◆ **Problem to solve**:
Rewrite all of the records below with "Query" changed to "Request" wherever it occurs. Keep every other part of the records the same.

(Records of labeled boxes)
(begin)
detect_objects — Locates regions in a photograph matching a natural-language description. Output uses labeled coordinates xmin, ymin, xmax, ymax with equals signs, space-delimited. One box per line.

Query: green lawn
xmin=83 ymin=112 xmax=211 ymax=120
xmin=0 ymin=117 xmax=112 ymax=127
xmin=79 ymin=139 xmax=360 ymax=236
(end)
◆ **Result of this exercise**:
detect_objects — Locates regions in a photograph matching a natural-language description. Output uses labeled coordinates xmin, ymin, xmax, ymax with equals signs, space-delimited. One box per line.

Request: green lawn
xmin=83 ymin=112 xmax=211 ymax=120
xmin=0 ymin=117 xmax=112 ymax=127
xmin=79 ymin=139 xmax=360 ymax=236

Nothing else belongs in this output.